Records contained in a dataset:
-- Opening Marker --

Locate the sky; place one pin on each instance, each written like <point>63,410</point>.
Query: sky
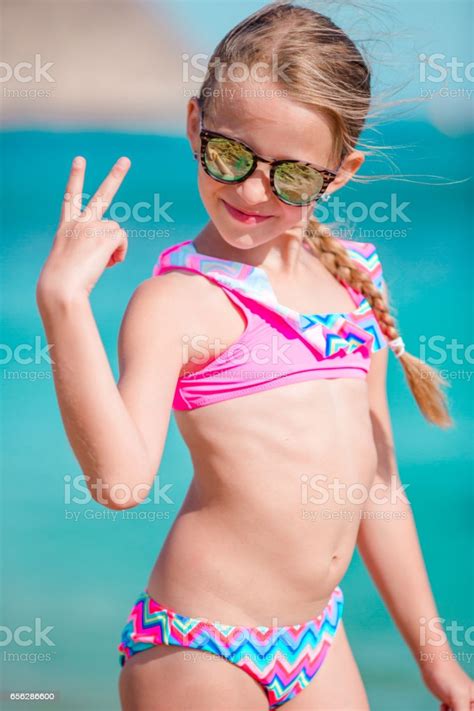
<point>421,48</point>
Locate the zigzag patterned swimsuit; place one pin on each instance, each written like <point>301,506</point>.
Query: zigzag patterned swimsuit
<point>334,345</point>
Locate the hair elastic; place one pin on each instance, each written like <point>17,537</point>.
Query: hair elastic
<point>398,346</point>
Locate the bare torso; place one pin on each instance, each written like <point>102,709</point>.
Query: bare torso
<point>263,535</point>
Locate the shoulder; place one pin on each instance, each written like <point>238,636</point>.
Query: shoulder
<point>365,254</point>
<point>174,296</point>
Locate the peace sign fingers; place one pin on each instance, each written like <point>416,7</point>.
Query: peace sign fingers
<point>72,201</point>
<point>106,191</point>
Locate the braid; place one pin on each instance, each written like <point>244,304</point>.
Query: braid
<point>424,381</point>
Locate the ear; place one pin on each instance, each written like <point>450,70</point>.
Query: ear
<point>192,123</point>
<point>349,167</point>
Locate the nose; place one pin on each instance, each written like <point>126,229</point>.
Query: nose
<point>256,189</point>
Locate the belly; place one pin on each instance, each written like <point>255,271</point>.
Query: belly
<point>275,502</point>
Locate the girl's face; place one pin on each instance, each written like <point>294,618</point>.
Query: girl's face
<point>249,214</point>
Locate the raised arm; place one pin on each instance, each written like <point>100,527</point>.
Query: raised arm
<point>117,432</point>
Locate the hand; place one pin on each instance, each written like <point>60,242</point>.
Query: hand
<point>450,684</point>
<point>84,244</point>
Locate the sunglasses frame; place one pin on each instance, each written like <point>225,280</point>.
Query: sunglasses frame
<point>205,136</point>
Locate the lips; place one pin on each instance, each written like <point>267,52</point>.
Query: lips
<point>245,217</point>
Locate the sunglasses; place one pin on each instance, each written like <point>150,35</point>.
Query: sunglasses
<point>227,160</point>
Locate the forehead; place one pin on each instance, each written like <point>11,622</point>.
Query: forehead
<point>273,125</point>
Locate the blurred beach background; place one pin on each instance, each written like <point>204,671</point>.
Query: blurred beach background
<point>111,81</point>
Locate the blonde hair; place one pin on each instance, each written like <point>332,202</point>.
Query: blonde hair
<point>325,69</point>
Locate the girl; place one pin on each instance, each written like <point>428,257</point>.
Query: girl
<point>268,337</point>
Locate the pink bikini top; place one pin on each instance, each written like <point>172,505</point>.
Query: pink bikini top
<point>279,345</point>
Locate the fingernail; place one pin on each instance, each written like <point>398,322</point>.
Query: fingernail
<point>123,162</point>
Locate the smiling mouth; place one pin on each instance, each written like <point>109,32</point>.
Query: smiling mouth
<point>247,217</point>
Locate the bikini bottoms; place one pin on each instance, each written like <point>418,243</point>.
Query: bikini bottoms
<point>283,660</point>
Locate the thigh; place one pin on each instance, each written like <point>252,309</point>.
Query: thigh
<point>337,684</point>
<point>167,677</point>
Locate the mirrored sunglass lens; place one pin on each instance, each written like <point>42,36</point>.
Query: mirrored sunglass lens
<point>298,183</point>
<point>227,160</point>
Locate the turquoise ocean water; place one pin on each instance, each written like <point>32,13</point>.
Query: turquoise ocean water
<point>66,561</point>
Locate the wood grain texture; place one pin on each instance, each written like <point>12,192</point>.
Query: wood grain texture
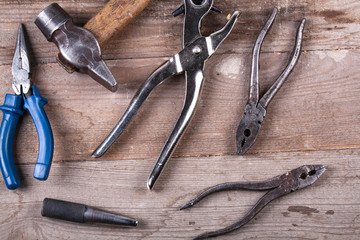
<point>113,17</point>
<point>329,209</point>
<point>314,119</point>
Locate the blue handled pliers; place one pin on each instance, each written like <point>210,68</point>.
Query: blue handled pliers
<point>26,97</point>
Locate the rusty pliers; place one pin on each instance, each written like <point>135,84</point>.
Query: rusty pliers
<point>279,186</point>
<point>196,50</point>
<point>255,109</point>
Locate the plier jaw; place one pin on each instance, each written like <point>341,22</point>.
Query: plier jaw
<point>249,127</point>
<point>21,65</point>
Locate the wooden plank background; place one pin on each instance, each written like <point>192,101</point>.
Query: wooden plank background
<point>314,119</point>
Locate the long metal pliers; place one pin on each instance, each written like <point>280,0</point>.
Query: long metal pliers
<point>255,109</point>
<point>279,186</point>
<point>191,60</point>
<point>26,97</point>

-- Closing Marker --

» Exercise instructions:
Would you copy the records word for word, without any of their pictures?

» Result:
Locate the sky; place one pin on each instance, each written like <point>63,410</point>.
Query: sky
<point>421,48</point>
Locate the zigzag patterned swimsuit; place one pin on each instance, each written like <point>301,506</point>.
Query: zigzag patterned swimsuit
<point>334,345</point>
Locate the hair elastic; place one pin on each instance, each written like <point>17,537</point>.
Query: hair elastic
<point>398,346</point>
Locate the bare torso; place one pin on each instance, each written like <point>102,709</point>.
Query: bare torso
<point>263,535</point>
Locate the shoulder; place one pin on each instance, each written like <point>238,636</point>.
Query: shoulder
<point>365,254</point>
<point>174,296</point>
Locate the peace sign fingers; place one pin on each instance, each written like <point>416,7</point>.
Query: peace sign fingers
<point>72,201</point>
<point>106,191</point>
Locate the braid; place one pin on each instance, each written like <point>244,304</point>.
Query: braid
<point>424,381</point>
Locate the ear; place one pin on each instance, each written like <point>450,70</point>.
Query: ear
<point>192,123</point>
<point>349,167</point>
Locate the nose; place one pin on each instance, each written like <point>126,229</point>.
Query: nose
<point>256,189</point>
Locate the belly; place one pin on each instance, each written like <point>255,271</point>.
Query: belly
<point>275,502</point>
Locate the girl's face; place one pin on each instance, each written like <point>294,618</point>.
Query: girl's face
<point>249,214</point>
Locate the raised arm; place one pin on each instance, each written like <point>100,527</point>.
Query: raised arm
<point>117,432</point>
Locate the hand; place one pin on each instance, each written like <point>60,242</point>.
Query: hand
<point>450,684</point>
<point>84,244</point>
Locate the sunglasses frame; place one pin on each instance, each written like <point>225,280</point>.
Query: sunglasses frame
<point>205,136</point>
Locate the lips; place one pin on each instance, each written like <point>267,52</point>.
Query: lips
<point>245,217</point>
Locate the sunglasses; place one pin on each instance, each written like <point>150,35</point>.
Query: sunglasses
<point>227,160</point>
Locate the forehead; place one pin on each instance, each written like <point>11,622</point>.
Query: forehead
<point>273,125</point>
Locate the blurred beach background; place one pin on each instance, each written like <point>204,671</point>.
Query: blurred beach background
<point>111,81</point>
Locate the blonde hair; place one pin on each instance, each written like <point>332,202</point>.
Query: blonde hair
<point>325,69</point>
Locate the girl; place one pin on each instance, each written like <point>428,257</point>.
Query: girl
<point>268,337</point>
Locate the pink bikini top; place one pin on each instance, each written like <point>172,505</point>.
Query: pink bikini top
<point>279,345</point>
Locate the fingernail; place one pin on each instance, each written like <point>398,322</point>.
Query: fingernail
<point>123,162</point>
Locate the smiling mouth; place one pin on each instance, each written like <point>109,32</point>.
Query: smiling mouth
<point>247,217</point>
Locate the bikini bottoms; place one pin on each instance, each written like <point>418,243</point>.
Query: bikini bottoms
<point>283,660</point>
Locate the thigh; place one pin on each instance, each written like <point>252,309</point>.
Query: thigh
<point>337,684</point>
<point>167,677</point>
Locate the mirrored sunglass lens; place one pin on each instance, each written like <point>42,36</point>.
Query: mirrored sunglass lens
<point>298,183</point>
<point>227,160</point>
Locate the turquoise ocean water; place one pin on each instance, each written like <point>32,13</point>.
Query: turquoise ocean water
<point>66,561</point>
Locate the wood grain texture; place one pin on each instance, each written like <point>12,192</point>.
Query: wood grain texture
<point>113,17</point>
<point>329,209</point>
<point>314,119</point>
Locate the blue handled pliers; place one pin on each instance, each written like <point>210,68</point>.
Query: blue handled pliers
<point>26,97</point>
Locate the rusty pliers; place one pin on each instance, each written like <point>135,84</point>.
Query: rusty pliers
<point>279,186</point>
<point>196,50</point>
<point>255,109</point>
Locate the plier jaw; place one pin on each instance, each written like <point>341,22</point>.
Query: plier jaw
<point>249,127</point>
<point>21,65</point>
Locate the wooden plank background; place one pin on each instance, each written like <point>192,101</point>.
Query: wooden plank background
<point>314,119</point>
Locate the long metal pliers; place one pin on each instance, each written like <point>280,0</point>.
Query: long metal pliers
<point>255,109</point>
<point>279,186</point>
<point>191,60</point>
<point>26,97</point>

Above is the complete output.